▸ **WRITTEN TASK**:
Retype all of the records below word for word, leaving out the pictures.

▸ **EXTRACTED MATERIAL**:
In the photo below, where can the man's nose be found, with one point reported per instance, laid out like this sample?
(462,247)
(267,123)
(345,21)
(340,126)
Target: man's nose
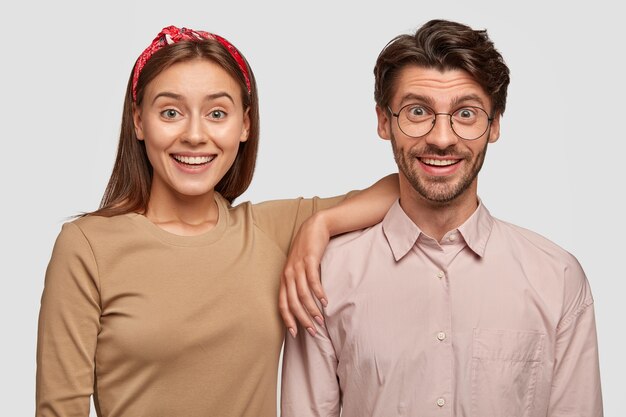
(442,136)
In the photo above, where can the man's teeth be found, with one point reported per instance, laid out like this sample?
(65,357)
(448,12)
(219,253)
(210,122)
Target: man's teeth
(193,160)
(439,162)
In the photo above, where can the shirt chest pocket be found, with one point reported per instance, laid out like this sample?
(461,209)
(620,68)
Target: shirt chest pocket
(505,367)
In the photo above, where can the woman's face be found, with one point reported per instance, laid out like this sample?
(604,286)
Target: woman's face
(192,121)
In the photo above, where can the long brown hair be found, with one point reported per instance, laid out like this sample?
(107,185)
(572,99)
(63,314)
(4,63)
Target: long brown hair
(128,189)
(444,45)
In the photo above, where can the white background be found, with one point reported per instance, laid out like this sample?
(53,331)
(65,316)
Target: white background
(557,168)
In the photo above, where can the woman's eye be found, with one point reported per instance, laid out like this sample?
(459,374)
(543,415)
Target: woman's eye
(217,114)
(170,113)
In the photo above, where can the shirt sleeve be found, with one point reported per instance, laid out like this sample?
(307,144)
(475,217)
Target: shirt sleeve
(310,387)
(69,321)
(281,219)
(576,388)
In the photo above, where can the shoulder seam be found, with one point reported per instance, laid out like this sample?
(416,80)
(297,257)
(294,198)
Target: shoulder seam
(574,315)
(93,257)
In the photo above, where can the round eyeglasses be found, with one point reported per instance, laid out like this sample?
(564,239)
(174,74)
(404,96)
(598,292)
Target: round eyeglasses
(417,120)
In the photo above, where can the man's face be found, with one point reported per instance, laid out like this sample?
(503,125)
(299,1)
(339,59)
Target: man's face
(439,166)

▸ **WRITTEN REPLY**:
In the photo below, where can the man's nose be found, with one point reported per instance, laid out like this sample?
(462,247)
(267,123)
(345,21)
(340,126)
Target: man's nose
(442,136)
In the photo above, where can the man's teeth be found, with one point reported per instance, laid out like this sample?
(65,357)
(448,12)
(219,253)
(210,122)
Target: man's teeth
(193,160)
(439,162)
In the photo above, where can the shirt chest pocket be found, with one point reported per instance, laid out like this sample?
(461,209)
(620,68)
Target: shirt chest pocket
(505,367)
In the photo above, where can the woman's face be found, with one point reported per instance, laid out like this sample?
(604,286)
Target: woman's face
(192,121)
In the photo above, where can the long brown hair be found, with one point reported per instance, laid out like this sample?
(107,185)
(572,99)
(63,314)
(4,63)
Target: long brown hair
(128,189)
(444,45)
In the photo above, where can the white background be found, with one point reported per instance, laid out like this sample?
(53,331)
(65,316)
Target: white background
(557,168)
In the photo above, where can the woman's eye be found, with one point reported per instance, laid out like this sample?
(459,374)
(543,415)
Target: woman's eye
(217,114)
(170,113)
In the photo above, where can the shirt sleeve be found, with one point reported per instance, laid out like this sample?
(307,144)
(475,217)
Target: shirt sleeve
(310,387)
(69,321)
(281,219)
(576,388)
In the photo above, where can the shoulder seam be found, with one point reported per instance, laid out like this sample?
(416,80)
(297,257)
(294,198)
Target: shoulder seam
(574,315)
(93,257)
In the photo above, where can the round eyeglasses be found, with one point reported per instance, laid out like this sample?
(564,239)
(174,74)
(404,96)
(598,292)
Target: round eyeglasses
(417,120)
In the photo above, where can the man's face be found, with one point reported per instance, laid out like this sample?
(503,125)
(299,1)
(339,59)
Target: man's face
(439,166)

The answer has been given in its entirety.